* **The request**:
Could you collect every line below that contains the string "instance"? Case counts.

* **The records**:
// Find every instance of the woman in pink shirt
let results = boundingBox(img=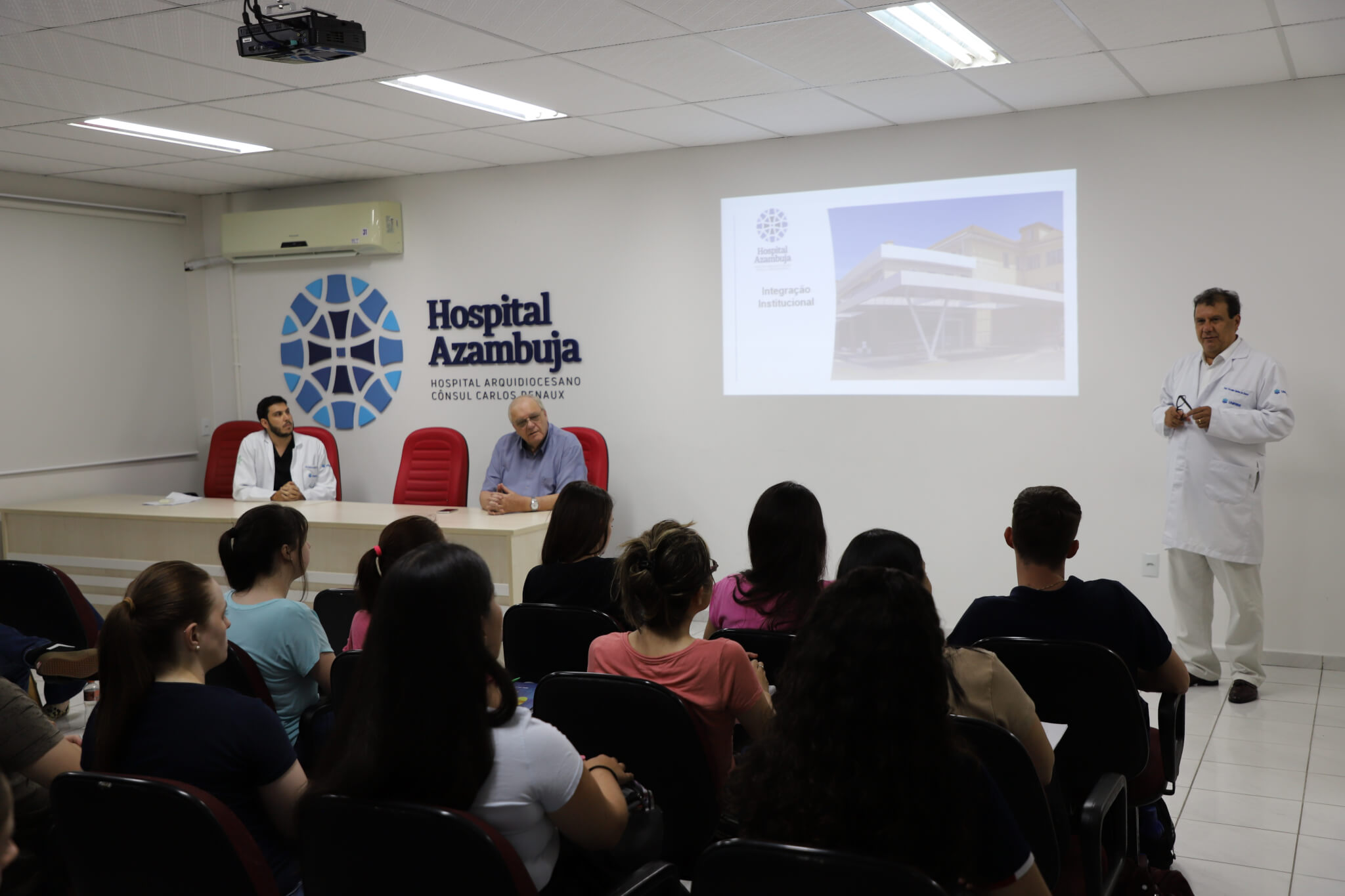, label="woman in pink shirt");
[588,520,775,790]
[705,482,831,638]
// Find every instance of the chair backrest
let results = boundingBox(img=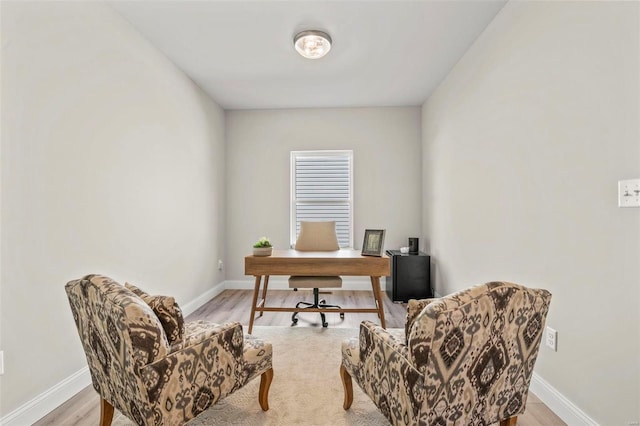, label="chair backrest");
[408,282,551,424]
[295,221,340,251]
[65,275,170,423]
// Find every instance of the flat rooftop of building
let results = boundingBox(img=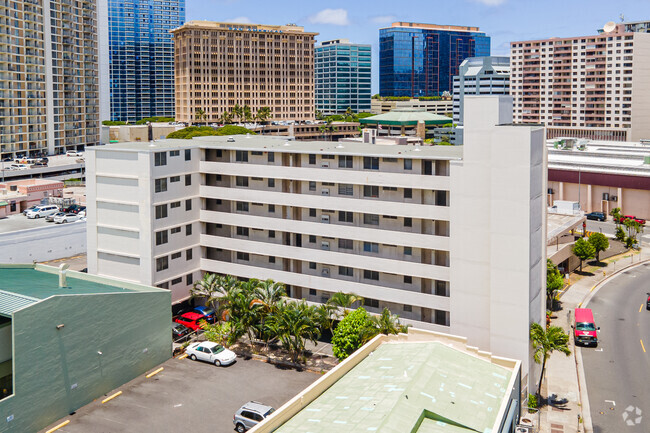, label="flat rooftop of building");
[275,342,516,433]
[86,135,463,160]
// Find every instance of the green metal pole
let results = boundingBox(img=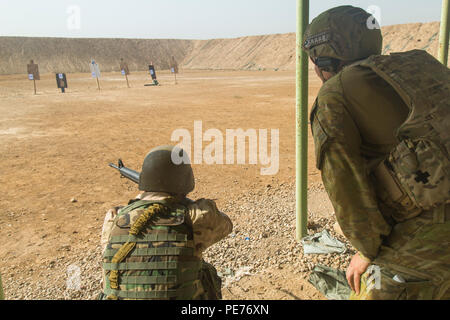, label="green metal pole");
[295,0,309,241]
[439,0,449,66]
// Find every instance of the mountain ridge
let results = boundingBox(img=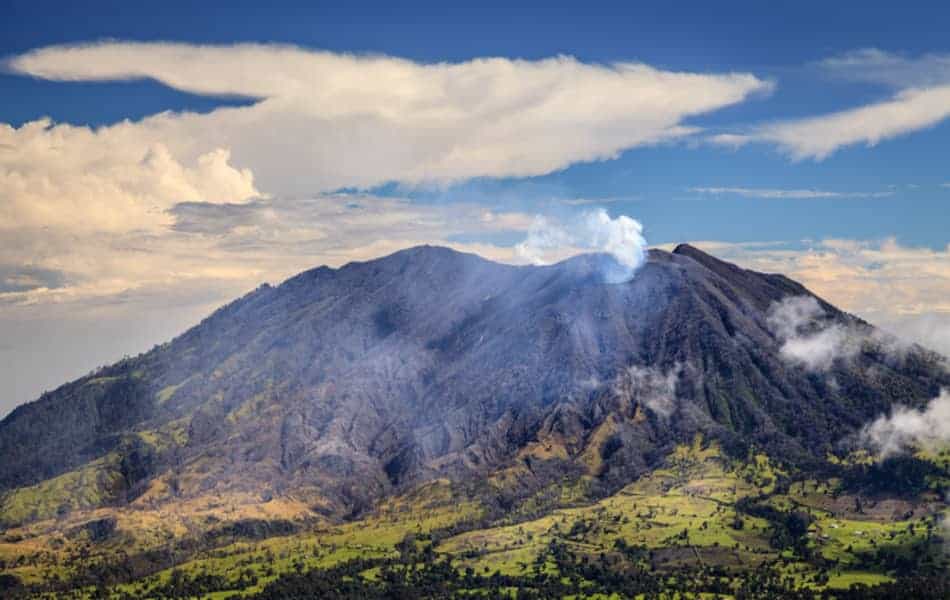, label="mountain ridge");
[0,244,948,515]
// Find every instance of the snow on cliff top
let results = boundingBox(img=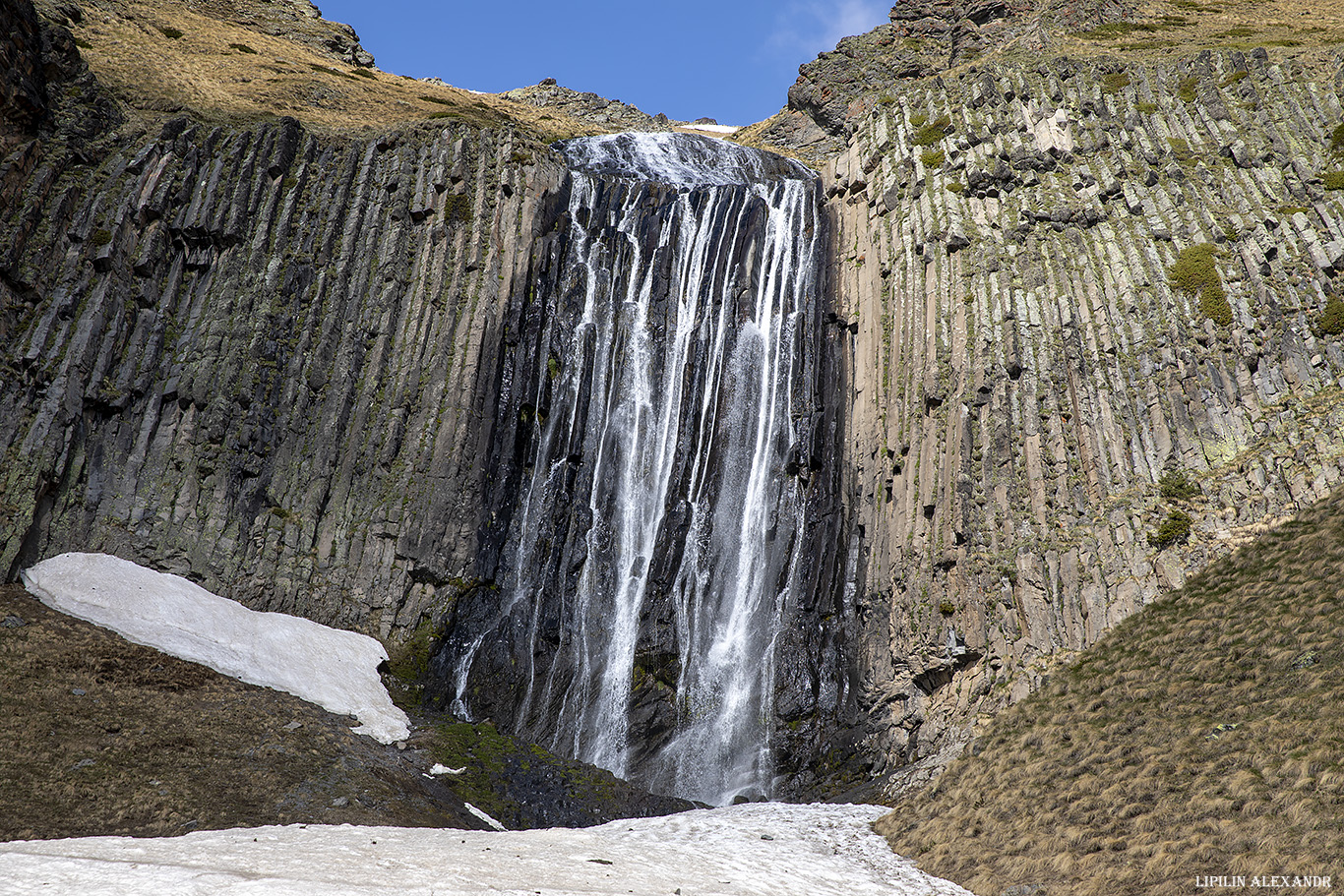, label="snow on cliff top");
[23,554,410,743]
[0,804,970,896]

* **Response**:
// Find every instance of the woman in pink shirt
// Find every instance of the chair backrest
// Find every instance of the flat rooftop of building
// Find every instance of the green metal pole
// Find every instance of the mountain ridge
// Find every instance of the snow on cliff top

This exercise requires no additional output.